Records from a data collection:

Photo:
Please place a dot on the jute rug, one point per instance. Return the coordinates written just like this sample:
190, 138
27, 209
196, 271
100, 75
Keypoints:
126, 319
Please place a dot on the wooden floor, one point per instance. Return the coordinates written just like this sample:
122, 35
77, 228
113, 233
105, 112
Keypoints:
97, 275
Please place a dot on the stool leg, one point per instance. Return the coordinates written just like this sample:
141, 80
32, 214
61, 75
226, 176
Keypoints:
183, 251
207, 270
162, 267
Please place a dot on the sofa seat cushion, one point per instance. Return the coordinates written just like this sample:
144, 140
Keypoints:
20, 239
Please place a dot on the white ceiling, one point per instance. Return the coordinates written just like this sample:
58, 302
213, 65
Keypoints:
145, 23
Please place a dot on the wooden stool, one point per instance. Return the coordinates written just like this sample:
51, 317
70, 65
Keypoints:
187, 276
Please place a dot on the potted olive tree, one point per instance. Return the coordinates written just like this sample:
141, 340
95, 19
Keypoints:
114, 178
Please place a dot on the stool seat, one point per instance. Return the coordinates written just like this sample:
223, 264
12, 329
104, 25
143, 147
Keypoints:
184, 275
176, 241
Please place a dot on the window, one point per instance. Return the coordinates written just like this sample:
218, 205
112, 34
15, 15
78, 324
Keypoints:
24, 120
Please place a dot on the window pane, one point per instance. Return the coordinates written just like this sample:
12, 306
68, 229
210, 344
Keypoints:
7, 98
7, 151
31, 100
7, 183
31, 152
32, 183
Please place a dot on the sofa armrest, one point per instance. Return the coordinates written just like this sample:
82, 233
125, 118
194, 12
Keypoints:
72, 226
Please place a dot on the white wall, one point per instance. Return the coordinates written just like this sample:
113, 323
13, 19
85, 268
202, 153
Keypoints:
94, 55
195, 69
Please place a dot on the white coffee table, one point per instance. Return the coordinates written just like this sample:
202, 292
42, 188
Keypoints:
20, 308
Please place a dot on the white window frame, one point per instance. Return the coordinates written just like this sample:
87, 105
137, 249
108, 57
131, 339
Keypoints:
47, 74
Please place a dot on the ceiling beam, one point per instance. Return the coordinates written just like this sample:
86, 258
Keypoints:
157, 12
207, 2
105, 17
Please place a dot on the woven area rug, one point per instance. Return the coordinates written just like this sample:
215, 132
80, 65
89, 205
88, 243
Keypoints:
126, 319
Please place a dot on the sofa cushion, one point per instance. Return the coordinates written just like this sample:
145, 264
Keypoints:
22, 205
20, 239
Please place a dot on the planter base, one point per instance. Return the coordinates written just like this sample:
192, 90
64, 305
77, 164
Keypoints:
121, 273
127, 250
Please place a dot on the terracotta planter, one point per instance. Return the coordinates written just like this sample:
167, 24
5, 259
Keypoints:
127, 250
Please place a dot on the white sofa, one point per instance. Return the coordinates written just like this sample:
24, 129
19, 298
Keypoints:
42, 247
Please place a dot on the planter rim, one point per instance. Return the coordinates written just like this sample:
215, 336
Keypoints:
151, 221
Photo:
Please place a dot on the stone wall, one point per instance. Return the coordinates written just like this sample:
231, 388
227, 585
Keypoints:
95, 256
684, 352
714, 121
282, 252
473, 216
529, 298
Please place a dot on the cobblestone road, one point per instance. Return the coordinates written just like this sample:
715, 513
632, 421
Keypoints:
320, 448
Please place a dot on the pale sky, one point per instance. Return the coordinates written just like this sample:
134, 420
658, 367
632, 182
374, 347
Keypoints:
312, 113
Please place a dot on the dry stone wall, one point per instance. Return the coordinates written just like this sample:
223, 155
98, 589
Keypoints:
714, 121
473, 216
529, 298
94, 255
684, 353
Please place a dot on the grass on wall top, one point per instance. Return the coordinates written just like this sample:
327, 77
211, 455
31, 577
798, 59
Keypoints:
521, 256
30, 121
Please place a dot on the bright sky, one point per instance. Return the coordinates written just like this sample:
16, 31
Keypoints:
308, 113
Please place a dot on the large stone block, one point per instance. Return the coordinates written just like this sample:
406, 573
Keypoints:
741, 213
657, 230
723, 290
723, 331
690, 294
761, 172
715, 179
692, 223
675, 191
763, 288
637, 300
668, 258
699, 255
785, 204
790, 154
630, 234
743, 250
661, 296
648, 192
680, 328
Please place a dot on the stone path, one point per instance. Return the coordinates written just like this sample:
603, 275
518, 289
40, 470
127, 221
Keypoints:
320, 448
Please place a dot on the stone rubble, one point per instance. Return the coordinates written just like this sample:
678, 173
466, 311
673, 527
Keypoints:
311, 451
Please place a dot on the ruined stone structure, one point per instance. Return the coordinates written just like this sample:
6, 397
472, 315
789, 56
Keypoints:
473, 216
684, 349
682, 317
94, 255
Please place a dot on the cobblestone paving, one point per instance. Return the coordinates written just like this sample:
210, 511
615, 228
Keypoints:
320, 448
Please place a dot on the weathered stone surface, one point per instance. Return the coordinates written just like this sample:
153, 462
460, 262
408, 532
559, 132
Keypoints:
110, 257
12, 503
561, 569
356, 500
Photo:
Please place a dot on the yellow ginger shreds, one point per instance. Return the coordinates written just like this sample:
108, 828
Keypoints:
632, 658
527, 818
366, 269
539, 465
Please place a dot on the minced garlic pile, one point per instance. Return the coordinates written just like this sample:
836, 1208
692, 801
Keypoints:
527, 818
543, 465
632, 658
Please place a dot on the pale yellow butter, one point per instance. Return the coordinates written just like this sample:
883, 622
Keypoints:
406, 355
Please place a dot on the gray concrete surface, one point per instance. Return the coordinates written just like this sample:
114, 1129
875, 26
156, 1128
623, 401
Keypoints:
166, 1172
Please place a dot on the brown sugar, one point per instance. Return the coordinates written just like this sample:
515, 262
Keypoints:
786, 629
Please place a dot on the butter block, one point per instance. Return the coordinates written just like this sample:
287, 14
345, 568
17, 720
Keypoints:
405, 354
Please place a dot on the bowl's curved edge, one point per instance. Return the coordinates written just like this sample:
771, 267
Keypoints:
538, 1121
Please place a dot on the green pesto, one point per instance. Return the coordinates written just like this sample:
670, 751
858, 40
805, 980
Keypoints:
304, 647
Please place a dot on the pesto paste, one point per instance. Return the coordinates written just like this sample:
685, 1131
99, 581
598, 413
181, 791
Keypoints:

WORK TO DO
Reproduce the listing shown above in its entirety, exactly.

COMPLETE OUTPUT
Photo:
Please place a dot on the jute rug, one point per instance. Return the coordinates written just like this sample:
190, 138
27, 209
196, 271
100, 75
Keypoints:
126, 319
Please place a dot on the wooden floor, one point per instance. Return the coordinates written just like this sample:
122, 35
77, 228
113, 233
105, 112
Keypoints:
97, 275
Please place a dot on the stool leg, one point per instance. Return the coordinates written just like this sample:
141, 80
32, 214
61, 75
226, 176
Keypoints:
183, 251
207, 270
162, 267
Please place a dot on the sofa seat cushion, one point per instance. Return the coordinates written just like this sample:
144, 140
Keypoints:
20, 239
Please place a dot on the white ceiling, one point per instance. Return the coordinates written just like this sample:
58, 302
213, 65
Keypoints:
145, 23
Please place a dot on the wooden stool, one point per instance. Return the coordinates written just like this sample:
51, 317
70, 65
Keypoints:
187, 276
Please place a dot on the potted olive tree, one point per instance. Return the coordinates written just like this sample:
141, 340
95, 19
Keypoints:
114, 178
Please place a dot on the stool seat, one point per instance. Return the coordinates written just like this sample:
223, 264
12, 329
104, 25
143, 147
Keypoints:
184, 275
176, 241
Please place a dot on the window, one point per instance. Return the coordinates written just like this sample:
218, 205
112, 34
15, 15
78, 324
Keypoints:
24, 120
Please place a dot on the window pane, one point per instance. Return the coordinates written just like this sample:
12, 306
68, 229
210, 344
Keypoints:
7, 98
7, 151
31, 100
7, 183
31, 152
32, 183
Please place a dot on the sofa armrest, one point per instance. Return the coordinates written just like this sample:
82, 233
125, 118
194, 12
Keypoints:
72, 226
Please place a dot on the white wall, one point per instance. Return the coordinates written just like this sample:
113, 323
13, 19
85, 268
202, 153
Keypoints:
94, 55
195, 69
Please place a dot on the white coffee table, one point per instance. Return the coordinates written just like this sample:
202, 292
42, 188
Keypoints:
20, 308
Please place a dot on the white window frame, one point per instance. Return the coordinates written just like this sample:
87, 105
137, 249
108, 57
131, 339
Keypoints:
47, 74
Please place a dot on the ceiling beam, one point per instance. Return the coordinates written just like this sample:
86, 258
Keypoints:
157, 12
207, 2
105, 17
Please place a dot on the woven area rug, one point per instance. Return the coordinates written just like this sample:
215, 132
80, 65
89, 205
88, 243
Keypoints:
126, 319
Please place a dot on the sofa cushion, one point per instance. Return the coordinates written just like this sample:
145, 264
Keypoints:
22, 205
20, 239
Please place a dot on the planter base, one point per instance. Return the coordinates written just like this sample:
192, 90
64, 305
77, 164
Keypoints:
121, 273
127, 250
Please place a dot on the terracotta planter, one point per instance. Return the coordinates written just like this sample:
167, 24
5, 259
Keypoints:
127, 250
Please place a dot on the white sofa, one point per instance. Return the coordinates written just like this sample:
24, 129
19, 298
Keypoints:
42, 247
Please place a dot on the planter rim, one point per instance. Return the coordinates written just like this sample:
215, 336
Keypoints:
151, 221
Photo:
Please place a dot on the stone wall, one point per instance. Return the coordinates written just like this sample:
231, 388
227, 585
Keypoints:
95, 256
684, 352
714, 121
282, 252
473, 216
529, 298
Please place a dot on the cobblestone road, one point per instance. Return the coordinates written just like this sample:
715, 513
632, 421
Keypoints:
320, 448
Please place a dot on the pale sky, one point per instance. Return the coordinates written just like this sample:
134, 420
658, 367
632, 182
374, 347
Keypoints:
312, 113
Please place a dot on the dry stone wall, one point per instance. Return the coordinates written just like this sample:
223, 155
98, 589
Keypoints:
714, 121
473, 216
529, 298
94, 255
684, 353
Please place a dot on the grass on wall top, one point per instance. Return the coordinates written just like this sample:
327, 77
211, 455
31, 577
798, 59
Keypoints:
521, 256
30, 121
Please place a dot on the bright sky, one point per instance. Return the coordinates written just like this sample:
16, 31
Keypoints:
308, 113
Please place a dot on the large stone block, one point per instance. Return the coordinates written just like this sample:
406, 573
Keypoints:
741, 213
657, 230
723, 290
723, 331
690, 294
761, 172
715, 179
692, 223
675, 191
763, 288
637, 300
668, 258
699, 255
785, 204
790, 154
630, 234
743, 250
661, 296
648, 192
680, 328
Please place a dot on the stone path, one point per instance. Return the coordinates written just like this sample:
603, 275
518, 289
40, 470
127, 221
Keypoints:
320, 448
Please place a dot on the stone rubble, one point per instance. Return the coordinates written just like this sample:
678, 173
466, 311
673, 527
Keypoints:
311, 451
Please place a dot on the ruined stone structure, one point per instance. Return the coordinates written just like this sample:
6, 397
472, 315
789, 56
Keypoints:
473, 216
684, 349
682, 317
94, 255
Please place a dot on the cobblestone paving, one point per instance. Return the coordinates written just like this sample:
210, 511
615, 228
Keypoints:
320, 448
Please place a dot on the weathered stone surface, one point per instance. Return the coordinates written just like this sample:
153, 462
460, 262
408, 532
559, 132
Keypoints:
110, 257
12, 503
561, 569
356, 500
Photo:
Please place a dot on the yellow ginger shreds, one point per instance. Return the coordinates written just like this sample:
108, 828
Keypoints:
632, 658
527, 818
366, 269
539, 465
Please place a dot on the minced garlic pile, one point per instance. Return the coordinates written just like this sample:
836, 1208
692, 801
Keypoints:
527, 818
543, 465
632, 658
Please place a dot on the pale yellow butter, one point per instance. Return the coordinates written just like this sample:
883, 622
Keypoints:
406, 355
Please place a dot on the gray concrete surface, one point per instance. Return the coordinates written just like this sample:
114, 1129
875, 26
156, 1128
623, 401
Keypoints:
166, 1172
Please place a dot on the brown sugar, one point per instance. Return the coordinates written just like this sample:
515, 262
Keypoints:
786, 629
Please place a dot on the butter block, one point per instance. Return the coordinates written just like this sample:
287, 14
345, 568
17, 720
Keypoints:
405, 354
Please place a dot on the bowl's curved edge, one point per instance. Return the coordinates written just like this sample:
771, 267
Keypoints:
538, 1121
Please place a dot on the green pesto, one point per instance. Return the coordinates written just like this sample:
670, 751
858, 40
805, 980
Keypoints:
304, 647
Please place a dot on the pesto paste, one point per instance. Return the coordinates written just like this sample:
685, 1131
99, 581
598, 413
181, 791
Keypoints:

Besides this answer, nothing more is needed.